PROBLEM TO SOLVE — Find every line in the rows below that contains the string "Query", and copy each such line. Case counts.

THE RECORDS —
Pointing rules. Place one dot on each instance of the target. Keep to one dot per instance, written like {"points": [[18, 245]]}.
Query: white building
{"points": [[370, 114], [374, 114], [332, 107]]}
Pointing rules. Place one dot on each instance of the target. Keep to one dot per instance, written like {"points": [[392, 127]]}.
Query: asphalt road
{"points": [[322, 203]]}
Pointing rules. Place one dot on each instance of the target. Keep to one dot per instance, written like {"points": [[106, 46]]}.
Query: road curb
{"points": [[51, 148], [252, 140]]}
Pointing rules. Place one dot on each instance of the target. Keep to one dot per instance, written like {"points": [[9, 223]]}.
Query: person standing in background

...

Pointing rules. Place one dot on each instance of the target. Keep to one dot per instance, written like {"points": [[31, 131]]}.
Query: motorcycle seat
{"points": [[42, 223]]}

ANSWER FOR THE TASK —
Query: white building
Query: asphalt road
Query: road curb
Query: person standing in background
Query: motorcycle seat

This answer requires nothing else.